## Written request
Would you output the whole listing below, exactly as it reads?
Begin Exercise inputs
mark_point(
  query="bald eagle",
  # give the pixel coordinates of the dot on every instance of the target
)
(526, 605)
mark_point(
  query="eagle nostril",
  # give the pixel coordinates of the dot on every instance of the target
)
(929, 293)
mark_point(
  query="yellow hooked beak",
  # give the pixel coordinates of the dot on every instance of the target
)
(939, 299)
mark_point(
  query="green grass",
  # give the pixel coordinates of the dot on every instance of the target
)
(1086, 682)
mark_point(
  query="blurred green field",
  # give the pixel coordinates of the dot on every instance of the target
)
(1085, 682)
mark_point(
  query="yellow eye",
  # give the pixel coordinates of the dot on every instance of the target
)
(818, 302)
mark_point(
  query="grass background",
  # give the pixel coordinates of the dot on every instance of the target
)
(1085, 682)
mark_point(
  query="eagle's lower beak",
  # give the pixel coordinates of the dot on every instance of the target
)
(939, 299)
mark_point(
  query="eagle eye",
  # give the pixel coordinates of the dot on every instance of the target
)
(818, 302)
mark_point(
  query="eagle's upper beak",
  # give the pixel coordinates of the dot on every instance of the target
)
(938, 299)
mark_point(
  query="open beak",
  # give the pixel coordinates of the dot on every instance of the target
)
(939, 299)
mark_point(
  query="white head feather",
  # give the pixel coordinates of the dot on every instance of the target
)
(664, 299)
End Exercise inputs
## Expected answer
mark_point(
  query="bald eagle",
  # give the pixel coordinates of the dot on every instance of the target
)
(526, 605)
mark_point(
  query="eagle nostril",
  # give the pixel coordinates of the dot on every instance of the target
)
(929, 293)
mark_point(
  query="yellow hooked beak",
  # give the pixel coordinates of the dot on every instance of the target
)
(939, 299)
mark_point(
  query="green grass",
  # give the pixel coordinates of the dot on every instance of the target
)
(1086, 682)
mark_point(
  query="blurred green field",
  # give the pixel coordinates of the dot on every instance of the target
)
(1085, 682)
mark_point(
  query="yellow eye",
  # give the pixel coordinates of the dot on every instance of the target
)
(818, 302)
mark_point(
  query="grass background",
  # give the pixel coordinates of the dot on every instance of the target
)
(1085, 682)
mark_point(
  query="eagle's lower beak",
  # give the pixel coordinates of the dot on every instance of the target
)
(939, 299)
mark_point(
  query="eagle eye",
  # give the pixel coordinates of the dot on every instance of the target
)
(818, 302)
mark_point(
  query="eagle's upper beak",
  # give the pixel coordinates of the dot on every instance of the target
)
(938, 299)
mark_point(
  query="open beak",
  # give the pixel coordinates of the dot on every instance of the target
)
(939, 299)
mark_point(
  query="white head feather",
  # give the pixel coordinates of the dot on every instance of the target
)
(664, 299)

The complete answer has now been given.